◆ **WORKING DATA**:

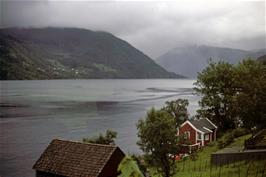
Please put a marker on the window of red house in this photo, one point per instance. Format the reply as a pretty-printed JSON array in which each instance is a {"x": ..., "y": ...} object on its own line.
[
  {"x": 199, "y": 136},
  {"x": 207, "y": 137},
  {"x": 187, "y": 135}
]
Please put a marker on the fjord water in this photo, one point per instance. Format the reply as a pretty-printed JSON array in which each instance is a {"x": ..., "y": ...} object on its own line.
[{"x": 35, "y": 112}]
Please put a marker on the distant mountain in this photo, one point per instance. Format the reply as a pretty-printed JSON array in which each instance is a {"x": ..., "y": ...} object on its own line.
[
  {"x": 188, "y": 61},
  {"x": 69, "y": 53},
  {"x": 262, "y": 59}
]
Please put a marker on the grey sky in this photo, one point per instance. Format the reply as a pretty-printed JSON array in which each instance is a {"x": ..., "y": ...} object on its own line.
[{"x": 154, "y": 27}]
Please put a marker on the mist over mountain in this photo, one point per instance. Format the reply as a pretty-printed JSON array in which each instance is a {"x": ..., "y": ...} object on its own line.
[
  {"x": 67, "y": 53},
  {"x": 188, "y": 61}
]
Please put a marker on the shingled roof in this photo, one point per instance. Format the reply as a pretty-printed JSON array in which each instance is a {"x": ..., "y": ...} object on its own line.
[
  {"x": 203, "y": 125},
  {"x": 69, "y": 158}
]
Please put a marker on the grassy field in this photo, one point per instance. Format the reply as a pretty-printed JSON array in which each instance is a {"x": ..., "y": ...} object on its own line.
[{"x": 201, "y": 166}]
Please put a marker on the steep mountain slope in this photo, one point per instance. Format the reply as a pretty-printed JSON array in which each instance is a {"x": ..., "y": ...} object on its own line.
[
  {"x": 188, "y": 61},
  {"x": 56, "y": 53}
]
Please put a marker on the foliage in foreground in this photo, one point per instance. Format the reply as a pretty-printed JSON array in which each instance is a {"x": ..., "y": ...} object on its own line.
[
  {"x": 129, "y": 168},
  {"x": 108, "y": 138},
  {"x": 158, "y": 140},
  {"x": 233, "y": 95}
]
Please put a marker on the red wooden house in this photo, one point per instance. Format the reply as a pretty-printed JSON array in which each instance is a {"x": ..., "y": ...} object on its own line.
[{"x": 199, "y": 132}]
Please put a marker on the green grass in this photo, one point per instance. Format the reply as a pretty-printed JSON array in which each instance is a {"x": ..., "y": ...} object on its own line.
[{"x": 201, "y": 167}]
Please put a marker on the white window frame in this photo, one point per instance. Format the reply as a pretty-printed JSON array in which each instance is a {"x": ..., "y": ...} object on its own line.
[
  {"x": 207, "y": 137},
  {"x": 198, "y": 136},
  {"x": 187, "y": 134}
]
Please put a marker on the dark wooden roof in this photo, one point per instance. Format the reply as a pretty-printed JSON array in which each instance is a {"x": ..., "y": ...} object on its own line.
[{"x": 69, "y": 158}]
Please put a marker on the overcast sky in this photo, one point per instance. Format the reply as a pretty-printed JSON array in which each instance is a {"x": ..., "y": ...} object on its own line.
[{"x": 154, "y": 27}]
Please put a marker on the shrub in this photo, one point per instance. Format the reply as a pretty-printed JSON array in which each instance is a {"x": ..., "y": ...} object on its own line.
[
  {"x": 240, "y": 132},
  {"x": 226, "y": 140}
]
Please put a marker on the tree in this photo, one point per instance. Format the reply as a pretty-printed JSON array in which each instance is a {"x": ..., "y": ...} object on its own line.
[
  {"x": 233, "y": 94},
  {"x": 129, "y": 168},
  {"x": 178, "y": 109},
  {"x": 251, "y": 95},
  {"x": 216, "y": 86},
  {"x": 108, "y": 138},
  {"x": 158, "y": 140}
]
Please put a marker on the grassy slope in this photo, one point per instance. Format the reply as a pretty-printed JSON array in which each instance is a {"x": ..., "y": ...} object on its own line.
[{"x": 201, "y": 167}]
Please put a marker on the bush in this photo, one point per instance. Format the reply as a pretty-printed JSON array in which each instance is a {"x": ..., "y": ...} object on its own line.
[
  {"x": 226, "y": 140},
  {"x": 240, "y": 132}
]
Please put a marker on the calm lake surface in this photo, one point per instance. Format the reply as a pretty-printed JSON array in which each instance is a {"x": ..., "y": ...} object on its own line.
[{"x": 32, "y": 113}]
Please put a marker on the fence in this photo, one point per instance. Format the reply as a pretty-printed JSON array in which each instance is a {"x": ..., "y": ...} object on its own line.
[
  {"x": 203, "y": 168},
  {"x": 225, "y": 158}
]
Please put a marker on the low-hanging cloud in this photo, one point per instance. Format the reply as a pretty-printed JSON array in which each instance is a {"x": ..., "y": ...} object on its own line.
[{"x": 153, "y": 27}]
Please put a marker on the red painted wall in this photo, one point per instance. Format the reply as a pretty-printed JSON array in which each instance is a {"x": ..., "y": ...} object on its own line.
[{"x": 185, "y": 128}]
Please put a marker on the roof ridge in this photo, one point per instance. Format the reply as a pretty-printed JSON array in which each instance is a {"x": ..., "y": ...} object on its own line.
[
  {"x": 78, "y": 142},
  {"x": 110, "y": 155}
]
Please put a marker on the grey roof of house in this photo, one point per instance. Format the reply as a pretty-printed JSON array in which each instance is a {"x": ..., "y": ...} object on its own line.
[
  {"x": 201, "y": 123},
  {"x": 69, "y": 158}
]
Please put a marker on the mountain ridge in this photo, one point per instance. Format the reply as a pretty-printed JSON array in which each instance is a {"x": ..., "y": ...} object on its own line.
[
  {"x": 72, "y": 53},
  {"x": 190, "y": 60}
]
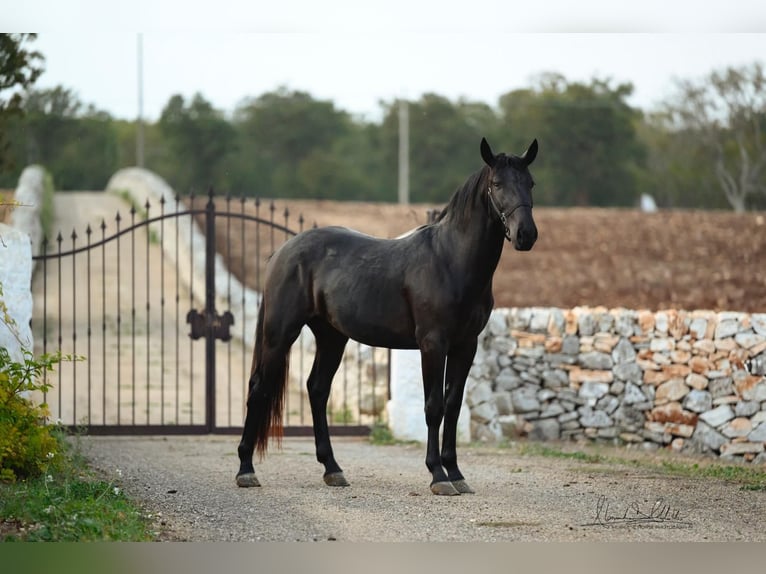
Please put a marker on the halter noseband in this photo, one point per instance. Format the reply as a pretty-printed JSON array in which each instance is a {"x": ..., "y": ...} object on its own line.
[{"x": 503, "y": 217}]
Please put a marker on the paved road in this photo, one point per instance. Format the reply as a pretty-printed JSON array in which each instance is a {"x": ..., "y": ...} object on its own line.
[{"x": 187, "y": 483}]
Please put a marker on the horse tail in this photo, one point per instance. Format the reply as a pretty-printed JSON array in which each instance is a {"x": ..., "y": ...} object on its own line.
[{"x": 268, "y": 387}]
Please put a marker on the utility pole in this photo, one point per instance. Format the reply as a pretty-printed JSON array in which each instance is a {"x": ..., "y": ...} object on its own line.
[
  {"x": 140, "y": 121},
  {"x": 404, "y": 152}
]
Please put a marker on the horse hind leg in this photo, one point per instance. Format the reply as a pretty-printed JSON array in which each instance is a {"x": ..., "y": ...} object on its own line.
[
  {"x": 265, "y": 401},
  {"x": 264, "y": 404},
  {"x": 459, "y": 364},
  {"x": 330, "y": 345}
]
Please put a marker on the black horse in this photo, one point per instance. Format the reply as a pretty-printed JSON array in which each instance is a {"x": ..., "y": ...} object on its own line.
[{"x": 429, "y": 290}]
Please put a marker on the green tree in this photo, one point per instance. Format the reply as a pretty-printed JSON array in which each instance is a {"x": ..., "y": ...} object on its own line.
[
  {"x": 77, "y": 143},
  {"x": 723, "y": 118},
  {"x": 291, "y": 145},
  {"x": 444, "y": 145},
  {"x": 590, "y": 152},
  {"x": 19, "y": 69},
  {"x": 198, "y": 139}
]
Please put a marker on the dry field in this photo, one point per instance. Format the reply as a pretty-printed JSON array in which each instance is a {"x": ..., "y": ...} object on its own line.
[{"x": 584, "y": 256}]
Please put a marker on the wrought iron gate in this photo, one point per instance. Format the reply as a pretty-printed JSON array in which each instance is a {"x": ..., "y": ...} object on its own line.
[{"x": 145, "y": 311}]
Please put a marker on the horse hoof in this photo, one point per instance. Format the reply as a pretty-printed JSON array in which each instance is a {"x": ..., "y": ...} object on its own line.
...
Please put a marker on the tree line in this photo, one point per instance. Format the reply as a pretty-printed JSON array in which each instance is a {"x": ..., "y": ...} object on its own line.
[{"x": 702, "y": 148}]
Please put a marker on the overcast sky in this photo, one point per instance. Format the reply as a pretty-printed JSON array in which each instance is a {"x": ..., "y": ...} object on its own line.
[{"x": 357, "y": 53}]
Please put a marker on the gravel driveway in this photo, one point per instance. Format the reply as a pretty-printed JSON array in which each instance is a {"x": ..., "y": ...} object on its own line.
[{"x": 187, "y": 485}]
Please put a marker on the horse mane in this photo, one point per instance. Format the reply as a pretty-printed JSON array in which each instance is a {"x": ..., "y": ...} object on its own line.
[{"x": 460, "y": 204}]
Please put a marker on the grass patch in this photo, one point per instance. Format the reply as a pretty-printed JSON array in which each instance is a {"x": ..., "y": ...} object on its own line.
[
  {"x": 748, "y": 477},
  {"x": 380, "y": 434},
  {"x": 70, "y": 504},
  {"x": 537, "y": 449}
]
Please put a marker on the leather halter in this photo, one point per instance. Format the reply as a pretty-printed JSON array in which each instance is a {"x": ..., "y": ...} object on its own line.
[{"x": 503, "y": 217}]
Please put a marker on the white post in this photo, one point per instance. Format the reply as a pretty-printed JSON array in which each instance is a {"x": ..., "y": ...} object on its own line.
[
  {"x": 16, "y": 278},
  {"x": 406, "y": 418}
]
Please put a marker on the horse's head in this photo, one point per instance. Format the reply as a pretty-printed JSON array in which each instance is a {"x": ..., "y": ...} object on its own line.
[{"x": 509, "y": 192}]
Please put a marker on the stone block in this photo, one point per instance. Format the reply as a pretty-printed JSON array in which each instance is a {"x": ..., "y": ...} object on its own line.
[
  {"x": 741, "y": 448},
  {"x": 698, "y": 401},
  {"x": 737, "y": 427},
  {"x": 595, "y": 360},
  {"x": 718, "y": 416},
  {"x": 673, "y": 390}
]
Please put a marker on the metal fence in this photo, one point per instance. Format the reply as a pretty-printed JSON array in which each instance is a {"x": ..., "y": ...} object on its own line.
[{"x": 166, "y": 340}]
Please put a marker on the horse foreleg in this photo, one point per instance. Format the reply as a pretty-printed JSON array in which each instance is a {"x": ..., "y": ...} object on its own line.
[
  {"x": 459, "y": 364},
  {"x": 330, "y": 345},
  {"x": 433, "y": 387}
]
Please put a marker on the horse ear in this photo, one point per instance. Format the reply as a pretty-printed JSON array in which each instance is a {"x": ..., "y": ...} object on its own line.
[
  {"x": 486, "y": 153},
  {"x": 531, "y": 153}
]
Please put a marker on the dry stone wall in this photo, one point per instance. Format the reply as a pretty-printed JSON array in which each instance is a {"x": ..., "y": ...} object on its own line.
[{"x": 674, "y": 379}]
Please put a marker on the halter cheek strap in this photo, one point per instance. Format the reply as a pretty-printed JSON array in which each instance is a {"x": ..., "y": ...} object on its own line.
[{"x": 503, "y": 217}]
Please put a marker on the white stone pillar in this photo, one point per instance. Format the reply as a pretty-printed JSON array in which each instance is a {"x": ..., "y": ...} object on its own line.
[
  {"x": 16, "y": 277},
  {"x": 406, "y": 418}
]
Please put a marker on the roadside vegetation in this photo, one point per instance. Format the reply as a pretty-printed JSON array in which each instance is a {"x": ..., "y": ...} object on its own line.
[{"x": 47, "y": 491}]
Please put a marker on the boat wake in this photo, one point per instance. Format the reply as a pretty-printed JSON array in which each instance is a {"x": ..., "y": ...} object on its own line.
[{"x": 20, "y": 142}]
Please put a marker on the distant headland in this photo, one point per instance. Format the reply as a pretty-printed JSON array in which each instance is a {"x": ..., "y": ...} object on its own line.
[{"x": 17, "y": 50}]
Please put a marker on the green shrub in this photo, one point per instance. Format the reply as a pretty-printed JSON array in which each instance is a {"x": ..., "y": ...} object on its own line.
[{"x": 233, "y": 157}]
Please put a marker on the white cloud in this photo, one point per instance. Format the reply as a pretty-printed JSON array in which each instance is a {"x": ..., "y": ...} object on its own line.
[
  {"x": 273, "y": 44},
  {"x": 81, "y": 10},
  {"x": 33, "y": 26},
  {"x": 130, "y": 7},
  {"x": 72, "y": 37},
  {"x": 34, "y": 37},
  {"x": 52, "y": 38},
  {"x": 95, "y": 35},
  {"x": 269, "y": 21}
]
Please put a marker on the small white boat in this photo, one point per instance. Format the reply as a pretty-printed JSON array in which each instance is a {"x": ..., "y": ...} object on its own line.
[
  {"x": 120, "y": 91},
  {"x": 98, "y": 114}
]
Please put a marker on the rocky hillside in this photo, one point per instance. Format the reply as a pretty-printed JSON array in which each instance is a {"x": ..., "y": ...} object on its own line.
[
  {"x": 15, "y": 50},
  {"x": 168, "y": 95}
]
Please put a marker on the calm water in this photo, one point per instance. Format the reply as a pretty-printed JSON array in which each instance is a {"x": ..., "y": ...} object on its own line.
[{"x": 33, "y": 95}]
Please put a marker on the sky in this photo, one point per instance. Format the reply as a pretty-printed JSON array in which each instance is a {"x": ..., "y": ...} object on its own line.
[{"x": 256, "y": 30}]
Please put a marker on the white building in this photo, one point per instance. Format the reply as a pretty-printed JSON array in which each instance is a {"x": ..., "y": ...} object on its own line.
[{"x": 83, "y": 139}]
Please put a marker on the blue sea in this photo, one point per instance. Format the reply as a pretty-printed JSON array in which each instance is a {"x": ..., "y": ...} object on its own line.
---
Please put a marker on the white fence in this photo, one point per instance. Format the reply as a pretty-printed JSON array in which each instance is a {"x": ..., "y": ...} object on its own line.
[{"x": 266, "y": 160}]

◆ **WHAT YOU NEED TO DO**:
Reproduce, character for character, only the lines of the preceding data that start at the line with "Please put a marker on the green tree" and end at the line with "Please put a marker on the horse hoof", both included.

◆ **TASK OUTPUT**:
Please put a marker on the green tree in this photo, one point per instance. Format the reply as a pretty-printed JSON array in which each instance is a {"x": ..., "y": ...} object on its own line.
[
  {"x": 77, "y": 143},
  {"x": 723, "y": 118},
  {"x": 291, "y": 145},
  {"x": 444, "y": 145},
  {"x": 590, "y": 152},
  {"x": 19, "y": 69},
  {"x": 198, "y": 139}
]
Please put a marker on the dry field in this photo, one point per instance. Format the reply as a pretty-printed JSON array in which each instance is a {"x": ..., "y": ...} object on its own line.
[{"x": 584, "y": 256}]
Please put a marker on the wrought iron gate in this photo, one point per instance. Format the reply as a pretty-printed JSON array in which each instance is a {"x": ..., "y": ...} object on its own line.
[{"x": 145, "y": 311}]
Please put a marker on the horse hoof in this photo, one point per instance. Format the reply as a pretty-printed JSON array in which each instance is a {"x": ..., "y": ...} object on its own line.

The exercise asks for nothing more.